### What you will do
Please quote exactly the lines below from the line containing "Call locate_point to put a point on the duck's orange" to the line containing "Call locate_point to put a point on the male", both lines included, and nothing else.

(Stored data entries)
####

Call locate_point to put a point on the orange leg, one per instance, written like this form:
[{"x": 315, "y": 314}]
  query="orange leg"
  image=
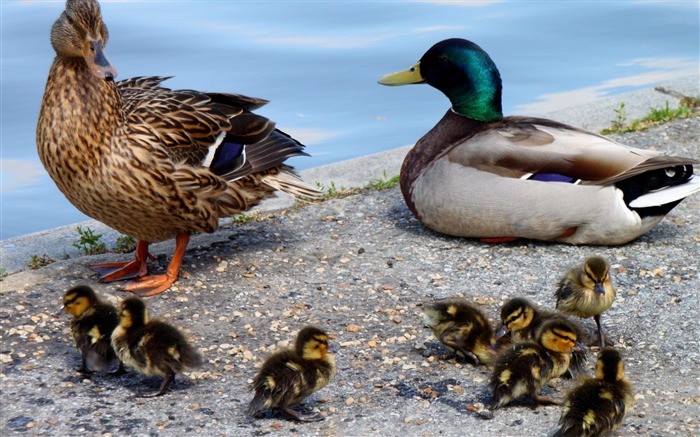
[
  {"x": 155, "y": 284},
  {"x": 497, "y": 240},
  {"x": 110, "y": 272}
]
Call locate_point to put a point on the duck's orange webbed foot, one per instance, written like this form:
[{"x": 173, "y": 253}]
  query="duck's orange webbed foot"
[
  {"x": 151, "y": 285},
  {"x": 110, "y": 272}
]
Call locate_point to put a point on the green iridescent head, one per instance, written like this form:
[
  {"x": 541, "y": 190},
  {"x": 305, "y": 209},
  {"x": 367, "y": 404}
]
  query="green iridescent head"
[{"x": 463, "y": 72}]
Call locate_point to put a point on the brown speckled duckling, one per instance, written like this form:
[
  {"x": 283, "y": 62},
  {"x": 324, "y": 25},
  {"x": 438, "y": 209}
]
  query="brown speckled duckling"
[
  {"x": 289, "y": 376},
  {"x": 526, "y": 368},
  {"x": 586, "y": 290},
  {"x": 92, "y": 326},
  {"x": 520, "y": 320},
  {"x": 597, "y": 406},
  {"x": 152, "y": 347},
  {"x": 463, "y": 329}
]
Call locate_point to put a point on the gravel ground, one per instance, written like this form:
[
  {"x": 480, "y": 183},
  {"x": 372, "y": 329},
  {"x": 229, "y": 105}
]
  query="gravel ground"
[{"x": 359, "y": 267}]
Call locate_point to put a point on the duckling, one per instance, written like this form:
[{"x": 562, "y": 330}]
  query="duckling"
[
  {"x": 586, "y": 290},
  {"x": 91, "y": 328},
  {"x": 597, "y": 406},
  {"x": 526, "y": 368},
  {"x": 463, "y": 329},
  {"x": 520, "y": 319},
  {"x": 289, "y": 376},
  {"x": 151, "y": 347}
]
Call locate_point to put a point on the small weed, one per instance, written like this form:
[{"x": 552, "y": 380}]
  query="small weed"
[
  {"x": 382, "y": 183},
  {"x": 333, "y": 192},
  {"x": 655, "y": 117},
  {"x": 39, "y": 261},
  {"x": 125, "y": 244},
  {"x": 89, "y": 242},
  {"x": 258, "y": 216}
]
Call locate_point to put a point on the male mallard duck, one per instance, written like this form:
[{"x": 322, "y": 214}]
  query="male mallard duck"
[
  {"x": 478, "y": 174},
  {"x": 586, "y": 290},
  {"x": 148, "y": 161},
  {"x": 289, "y": 376},
  {"x": 526, "y": 368},
  {"x": 91, "y": 327},
  {"x": 463, "y": 329},
  {"x": 151, "y": 347},
  {"x": 597, "y": 406},
  {"x": 520, "y": 321}
]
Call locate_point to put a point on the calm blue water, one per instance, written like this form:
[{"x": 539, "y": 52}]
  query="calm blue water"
[{"x": 318, "y": 63}]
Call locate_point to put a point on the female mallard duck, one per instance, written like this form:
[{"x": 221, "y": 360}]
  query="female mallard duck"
[
  {"x": 92, "y": 326},
  {"x": 151, "y": 347},
  {"x": 289, "y": 376},
  {"x": 586, "y": 290},
  {"x": 478, "y": 174},
  {"x": 526, "y": 368},
  {"x": 520, "y": 321},
  {"x": 463, "y": 329},
  {"x": 597, "y": 406},
  {"x": 148, "y": 161}
]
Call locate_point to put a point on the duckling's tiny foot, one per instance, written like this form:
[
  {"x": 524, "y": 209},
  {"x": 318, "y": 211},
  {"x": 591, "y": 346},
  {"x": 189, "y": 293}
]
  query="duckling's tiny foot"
[
  {"x": 154, "y": 394},
  {"x": 119, "y": 372},
  {"x": 303, "y": 417},
  {"x": 149, "y": 285}
]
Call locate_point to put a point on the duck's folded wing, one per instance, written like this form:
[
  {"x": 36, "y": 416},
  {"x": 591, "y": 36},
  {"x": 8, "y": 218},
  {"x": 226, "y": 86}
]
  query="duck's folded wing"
[
  {"x": 519, "y": 147},
  {"x": 186, "y": 124}
]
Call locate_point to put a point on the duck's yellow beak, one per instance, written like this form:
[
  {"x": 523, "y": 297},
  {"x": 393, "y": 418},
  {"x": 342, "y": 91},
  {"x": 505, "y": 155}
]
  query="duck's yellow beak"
[
  {"x": 97, "y": 60},
  {"x": 412, "y": 75}
]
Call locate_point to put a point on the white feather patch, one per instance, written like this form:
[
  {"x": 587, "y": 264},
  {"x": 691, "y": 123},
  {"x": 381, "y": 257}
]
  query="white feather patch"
[
  {"x": 667, "y": 195},
  {"x": 212, "y": 150}
]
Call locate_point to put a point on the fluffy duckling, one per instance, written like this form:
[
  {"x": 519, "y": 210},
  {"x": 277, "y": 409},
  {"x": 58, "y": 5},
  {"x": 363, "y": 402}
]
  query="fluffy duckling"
[
  {"x": 463, "y": 329},
  {"x": 586, "y": 290},
  {"x": 151, "y": 347},
  {"x": 597, "y": 406},
  {"x": 520, "y": 320},
  {"x": 91, "y": 328},
  {"x": 289, "y": 376},
  {"x": 526, "y": 368}
]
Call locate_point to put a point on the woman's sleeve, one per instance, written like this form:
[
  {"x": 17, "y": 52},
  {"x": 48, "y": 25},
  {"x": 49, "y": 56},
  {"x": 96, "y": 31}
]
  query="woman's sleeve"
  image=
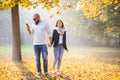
[
  {"x": 65, "y": 41},
  {"x": 53, "y": 36}
]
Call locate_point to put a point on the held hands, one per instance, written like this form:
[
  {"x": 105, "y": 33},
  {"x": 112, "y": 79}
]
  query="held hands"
[
  {"x": 28, "y": 27},
  {"x": 49, "y": 45}
]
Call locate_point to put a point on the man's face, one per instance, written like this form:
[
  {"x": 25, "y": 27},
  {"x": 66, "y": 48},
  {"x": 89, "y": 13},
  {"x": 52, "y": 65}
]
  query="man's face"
[{"x": 36, "y": 19}]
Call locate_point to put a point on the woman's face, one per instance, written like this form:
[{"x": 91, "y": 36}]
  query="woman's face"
[{"x": 59, "y": 24}]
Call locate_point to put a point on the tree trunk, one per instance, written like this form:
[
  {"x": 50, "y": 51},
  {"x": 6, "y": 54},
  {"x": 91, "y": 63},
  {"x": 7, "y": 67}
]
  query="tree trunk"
[{"x": 16, "y": 47}]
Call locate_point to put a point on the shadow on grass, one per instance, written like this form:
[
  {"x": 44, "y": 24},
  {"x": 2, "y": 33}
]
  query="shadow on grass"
[
  {"x": 61, "y": 77},
  {"x": 27, "y": 74}
]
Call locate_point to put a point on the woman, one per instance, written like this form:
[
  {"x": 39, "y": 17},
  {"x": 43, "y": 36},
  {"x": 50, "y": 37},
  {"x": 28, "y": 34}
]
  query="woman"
[{"x": 59, "y": 44}]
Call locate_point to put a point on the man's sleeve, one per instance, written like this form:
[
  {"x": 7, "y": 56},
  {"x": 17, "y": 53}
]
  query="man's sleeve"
[{"x": 48, "y": 29}]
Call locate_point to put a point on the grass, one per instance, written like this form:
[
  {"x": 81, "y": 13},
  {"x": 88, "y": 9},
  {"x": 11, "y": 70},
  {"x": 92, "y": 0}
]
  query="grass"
[{"x": 79, "y": 63}]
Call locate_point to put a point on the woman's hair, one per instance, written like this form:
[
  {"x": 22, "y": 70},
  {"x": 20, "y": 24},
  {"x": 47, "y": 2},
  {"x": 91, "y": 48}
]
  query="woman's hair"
[{"x": 61, "y": 22}]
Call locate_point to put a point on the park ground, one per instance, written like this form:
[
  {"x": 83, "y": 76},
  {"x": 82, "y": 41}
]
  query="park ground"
[{"x": 80, "y": 63}]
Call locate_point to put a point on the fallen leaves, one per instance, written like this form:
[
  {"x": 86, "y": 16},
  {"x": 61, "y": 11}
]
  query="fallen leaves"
[{"x": 74, "y": 67}]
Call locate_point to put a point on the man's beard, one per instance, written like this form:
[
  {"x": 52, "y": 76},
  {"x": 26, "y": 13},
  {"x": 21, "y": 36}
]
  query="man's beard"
[{"x": 36, "y": 22}]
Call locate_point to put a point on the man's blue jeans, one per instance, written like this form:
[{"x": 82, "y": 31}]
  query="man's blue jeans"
[
  {"x": 37, "y": 50},
  {"x": 58, "y": 53}
]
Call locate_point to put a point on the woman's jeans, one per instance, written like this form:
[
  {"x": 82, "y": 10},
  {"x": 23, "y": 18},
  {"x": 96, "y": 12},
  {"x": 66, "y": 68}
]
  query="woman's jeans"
[
  {"x": 37, "y": 50},
  {"x": 58, "y": 53}
]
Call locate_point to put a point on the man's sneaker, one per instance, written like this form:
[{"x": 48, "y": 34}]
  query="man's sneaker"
[
  {"x": 58, "y": 73},
  {"x": 53, "y": 72},
  {"x": 39, "y": 73},
  {"x": 47, "y": 74}
]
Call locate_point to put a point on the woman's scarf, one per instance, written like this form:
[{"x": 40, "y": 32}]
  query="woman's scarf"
[{"x": 60, "y": 30}]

####

### Answer to the exercise
Call locate_point to put a point on the duck's orange webbed foot, one per instance, written like this form:
[{"x": 173, "y": 253}]
  query="duck's orange webbed foot"
[
  {"x": 151, "y": 285},
  {"x": 110, "y": 272}
]
Call locate_point to put a point on the green iridescent head, one per instance, written like this form:
[
  {"x": 541, "y": 190},
  {"x": 305, "y": 209},
  {"x": 367, "y": 404}
]
  query="green iridescent head"
[{"x": 463, "y": 72}]
Call locate_point to put a point on the brown speckled duckling, one per instance, written like this form:
[
  {"x": 283, "y": 62},
  {"x": 324, "y": 25},
  {"x": 438, "y": 209}
]
  query="brown speckled duckling"
[
  {"x": 289, "y": 376},
  {"x": 526, "y": 368},
  {"x": 586, "y": 290},
  {"x": 92, "y": 326},
  {"x": 520, "y": 320},
  {"x": 597, "y": 406},
  {"x": 152, "y": 347},
  {"x": 463, "y": 329}
]
Call locate_point to put a point on the gravel ground, one per instance, written like this form:
[
  {"x": 480, "y": 183},
  {"x": 372, "y": 329},
  {"x": 229, "y": 105}
]
  query="gravel ground"
[{"x": 359, "y": 267}]
Call locate_point to put a point on the duckling, one per instance, written like this form:
[{"x": 562, "y": 330}]
  query="duckling"
[
  {"x": 586, "y": 290},
  {"x": 91, "y": 328},
  {"x": 597, "y": 406},
  {"x": 526, "y": 368},
  {"x": 463, "y": 329},
  {"x": 520, "y": 319},
  {"x": 289, "y": 376},
  {"x": 151, "y": 347}
]
Call locate_point to put a point on the small weed, one per instance, written like this form:
[{"x": 552, "y": 380}]
  query="small weed"
[
  {"x": 382, "y": 183},
  {"x": 333, "y": 192},
  {"x": 655, "y": 117},
  {"x": 39, "y": 261},
  {"x": 125, "y": 244},
  {"x": 89, "y": 242},
  {"x": 258, "y": 216}
]
Call locate_point to put a point on the male mallard duck, one per instance, written like this form:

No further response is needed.